To do
Nothing but the lines from the one containing "Args: query, the phrase to segment: **dry" through the last line should be written out, please, exactly as they stand.

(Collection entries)
++++++++++

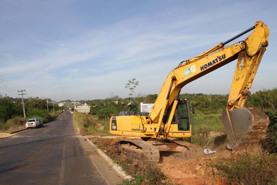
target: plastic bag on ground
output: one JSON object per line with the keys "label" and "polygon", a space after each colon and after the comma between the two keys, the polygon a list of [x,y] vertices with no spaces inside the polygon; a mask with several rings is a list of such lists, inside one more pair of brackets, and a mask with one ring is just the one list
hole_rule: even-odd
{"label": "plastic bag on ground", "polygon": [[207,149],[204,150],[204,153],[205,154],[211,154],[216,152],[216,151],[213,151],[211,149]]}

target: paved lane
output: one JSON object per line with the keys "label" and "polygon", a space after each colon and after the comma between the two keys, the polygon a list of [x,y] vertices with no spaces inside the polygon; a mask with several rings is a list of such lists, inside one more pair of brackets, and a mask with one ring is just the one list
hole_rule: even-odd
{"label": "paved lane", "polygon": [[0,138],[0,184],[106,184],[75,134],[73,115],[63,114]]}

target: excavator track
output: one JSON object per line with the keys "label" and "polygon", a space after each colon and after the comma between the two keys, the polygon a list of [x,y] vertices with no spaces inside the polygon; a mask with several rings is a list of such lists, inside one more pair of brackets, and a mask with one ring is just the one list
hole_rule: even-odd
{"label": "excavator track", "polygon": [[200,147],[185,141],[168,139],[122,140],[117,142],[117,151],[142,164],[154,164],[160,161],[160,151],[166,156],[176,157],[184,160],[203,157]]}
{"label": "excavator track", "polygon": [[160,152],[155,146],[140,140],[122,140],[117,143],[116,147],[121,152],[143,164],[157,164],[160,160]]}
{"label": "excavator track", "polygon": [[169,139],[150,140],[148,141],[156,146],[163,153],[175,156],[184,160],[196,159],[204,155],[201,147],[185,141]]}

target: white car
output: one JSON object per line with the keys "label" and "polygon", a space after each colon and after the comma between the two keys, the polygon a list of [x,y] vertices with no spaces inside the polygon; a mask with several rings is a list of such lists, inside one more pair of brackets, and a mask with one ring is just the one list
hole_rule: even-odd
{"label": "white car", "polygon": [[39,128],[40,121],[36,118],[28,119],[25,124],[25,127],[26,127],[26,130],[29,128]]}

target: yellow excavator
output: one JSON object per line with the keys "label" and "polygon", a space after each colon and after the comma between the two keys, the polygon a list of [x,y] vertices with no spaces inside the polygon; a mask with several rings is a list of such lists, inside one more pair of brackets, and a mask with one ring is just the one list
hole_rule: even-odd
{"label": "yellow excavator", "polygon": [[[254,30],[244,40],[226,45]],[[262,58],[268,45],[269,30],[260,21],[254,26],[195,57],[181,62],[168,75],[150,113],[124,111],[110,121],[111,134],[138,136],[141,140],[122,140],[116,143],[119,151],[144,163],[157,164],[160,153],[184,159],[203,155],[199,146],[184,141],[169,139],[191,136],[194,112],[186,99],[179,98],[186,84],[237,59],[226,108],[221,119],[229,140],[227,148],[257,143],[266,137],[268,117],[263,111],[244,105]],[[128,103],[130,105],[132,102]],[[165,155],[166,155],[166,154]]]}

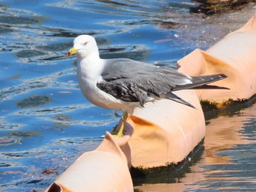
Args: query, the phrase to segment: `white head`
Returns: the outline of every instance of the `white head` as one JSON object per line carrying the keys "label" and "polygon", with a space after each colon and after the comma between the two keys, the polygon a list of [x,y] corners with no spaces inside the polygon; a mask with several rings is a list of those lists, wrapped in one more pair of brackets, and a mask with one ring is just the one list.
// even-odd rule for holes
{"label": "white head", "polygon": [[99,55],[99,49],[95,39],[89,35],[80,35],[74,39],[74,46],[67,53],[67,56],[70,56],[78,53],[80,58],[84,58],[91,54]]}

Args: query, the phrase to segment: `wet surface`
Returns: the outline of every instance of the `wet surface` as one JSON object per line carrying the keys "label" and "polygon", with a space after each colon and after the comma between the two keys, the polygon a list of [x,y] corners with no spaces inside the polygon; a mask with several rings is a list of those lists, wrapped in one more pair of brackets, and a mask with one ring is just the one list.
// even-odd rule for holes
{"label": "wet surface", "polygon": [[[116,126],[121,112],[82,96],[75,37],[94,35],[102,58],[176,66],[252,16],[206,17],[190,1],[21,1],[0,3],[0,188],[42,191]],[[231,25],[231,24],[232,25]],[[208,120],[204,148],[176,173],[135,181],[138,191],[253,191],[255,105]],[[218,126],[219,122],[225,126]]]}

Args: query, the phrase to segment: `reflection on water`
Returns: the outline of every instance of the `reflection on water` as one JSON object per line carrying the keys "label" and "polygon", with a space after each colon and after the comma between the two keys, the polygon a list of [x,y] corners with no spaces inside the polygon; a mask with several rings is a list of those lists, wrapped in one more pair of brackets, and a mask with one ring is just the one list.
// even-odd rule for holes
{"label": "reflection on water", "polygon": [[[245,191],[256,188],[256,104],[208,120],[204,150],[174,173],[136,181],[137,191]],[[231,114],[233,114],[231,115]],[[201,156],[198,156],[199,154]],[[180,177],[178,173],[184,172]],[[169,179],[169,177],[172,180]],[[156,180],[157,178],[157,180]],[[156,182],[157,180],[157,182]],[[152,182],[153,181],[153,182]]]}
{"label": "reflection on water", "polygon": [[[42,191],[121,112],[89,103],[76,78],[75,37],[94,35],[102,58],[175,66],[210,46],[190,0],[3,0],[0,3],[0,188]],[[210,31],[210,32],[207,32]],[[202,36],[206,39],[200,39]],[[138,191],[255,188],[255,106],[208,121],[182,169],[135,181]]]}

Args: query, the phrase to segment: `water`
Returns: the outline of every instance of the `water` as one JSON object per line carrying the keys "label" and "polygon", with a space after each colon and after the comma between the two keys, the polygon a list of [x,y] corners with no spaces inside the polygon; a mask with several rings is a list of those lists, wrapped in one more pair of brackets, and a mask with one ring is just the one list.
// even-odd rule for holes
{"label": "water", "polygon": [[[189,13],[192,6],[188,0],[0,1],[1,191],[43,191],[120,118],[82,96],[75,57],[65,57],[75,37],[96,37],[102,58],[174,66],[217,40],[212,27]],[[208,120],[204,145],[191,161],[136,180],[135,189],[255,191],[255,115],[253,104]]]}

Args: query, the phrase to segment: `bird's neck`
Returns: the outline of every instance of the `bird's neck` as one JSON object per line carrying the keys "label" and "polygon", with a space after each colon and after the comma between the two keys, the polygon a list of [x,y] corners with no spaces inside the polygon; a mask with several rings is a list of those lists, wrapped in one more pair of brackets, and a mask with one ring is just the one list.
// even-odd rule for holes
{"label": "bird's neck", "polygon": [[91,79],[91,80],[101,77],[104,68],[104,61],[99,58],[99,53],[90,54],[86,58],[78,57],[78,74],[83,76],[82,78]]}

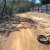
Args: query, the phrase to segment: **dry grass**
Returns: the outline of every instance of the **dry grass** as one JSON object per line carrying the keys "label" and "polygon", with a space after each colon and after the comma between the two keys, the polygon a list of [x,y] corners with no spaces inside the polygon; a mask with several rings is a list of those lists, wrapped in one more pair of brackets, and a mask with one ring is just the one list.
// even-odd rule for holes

++++++++++

Result of this task
Args: query, the phrase to segment: **dry grass**
Returns: the outline of every instance of the **dry grass** as one JSON object per line carrying the keys "label" and "polygon", with a space after each colon and after the comma between the two keys, the polygon a list of [x,y] corners with no spaces inside the polygon; a mask with several rings is a list of those lists, wrapped in one more pair of brackets, and a mask with one ring is just the one list.
// even-odd rule for holes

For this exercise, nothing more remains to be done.